● **Do this**: Without omitting anything, retype the data that follows.

Stored items

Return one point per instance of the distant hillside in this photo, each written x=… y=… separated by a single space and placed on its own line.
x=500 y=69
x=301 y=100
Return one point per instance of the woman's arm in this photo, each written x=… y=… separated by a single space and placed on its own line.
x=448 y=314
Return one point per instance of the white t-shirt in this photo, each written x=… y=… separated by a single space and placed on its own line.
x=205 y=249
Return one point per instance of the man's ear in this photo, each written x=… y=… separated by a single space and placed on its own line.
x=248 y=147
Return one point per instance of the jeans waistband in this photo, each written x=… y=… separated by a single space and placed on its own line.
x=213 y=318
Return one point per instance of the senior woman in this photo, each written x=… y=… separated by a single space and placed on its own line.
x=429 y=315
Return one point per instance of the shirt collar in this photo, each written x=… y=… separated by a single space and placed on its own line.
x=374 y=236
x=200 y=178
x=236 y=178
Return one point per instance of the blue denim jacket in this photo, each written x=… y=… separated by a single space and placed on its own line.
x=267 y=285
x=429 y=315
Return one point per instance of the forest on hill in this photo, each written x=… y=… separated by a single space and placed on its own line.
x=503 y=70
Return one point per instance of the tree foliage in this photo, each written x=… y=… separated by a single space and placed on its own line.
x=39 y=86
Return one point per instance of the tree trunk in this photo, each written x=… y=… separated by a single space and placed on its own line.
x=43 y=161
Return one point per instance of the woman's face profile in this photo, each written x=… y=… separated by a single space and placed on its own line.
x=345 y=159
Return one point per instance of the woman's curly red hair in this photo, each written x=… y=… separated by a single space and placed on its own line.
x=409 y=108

● **Task answer**:
Return one point per instance of the distant hillside in this photo, each written x=… y=… separated by a single space and placed on its own line.
x=500 y=69
x=301 y=100
Return one point per instance of the woman's arm in this photo, each written x=… y=… separated by a single space and placed on its own line.
x=448 y=314
Return one point per instance of the white t-shirt in this photo, each written x=… y=… separated by a single space and placed on its own line.
x=205 y=249
Return one point per instance of the man's ear in this photo, each written x=… y=… separated by a single space and placed on its own line.
x=248 y=147
Return one point per instance of the jeans waistband in this photo, each written x=… y=… separated by a single space and placed on its own line.
x=213 y=318
Return one point per instance of the senior woman in this photo, each written x=… y=… separated by a single space and placed on its own line.
x=429 y=315
Return one point per instance of the shirt collar in this photo, each written x=… y=… separated by a single space and placed on its own line.
x=374 y=236
x=200 y=178
x=236 y=178
Return one point per instance of the blue denim jacket in this photo, each written x=… y=… separated by a single space and placed on its own line.
x=267 y=285
x=429 y=315
Return one point per instance of the forest on hill in this photo, each written x=… y=… separated by a single space and placed on its own line.
x=503 y=70
Return one point per instance of the tree foliage in this photo, each written x=… y=… separated by a single space and placed on its own line.
x=39 y=86
Return one point per instance of the tree trunk in this photo, each written x=… y=… separated by a single space and placed on its own line.
x=43 y=161
Return one point per instance of the woman's face profile in this photo, each written x=… y=… separated by a single space and placed on its own line.
x=345 y=159
Return one point per instance of the woman's curly red hair in this photo, each written x=… y=… separated by a single space and placed on its own line.
x=409 y=108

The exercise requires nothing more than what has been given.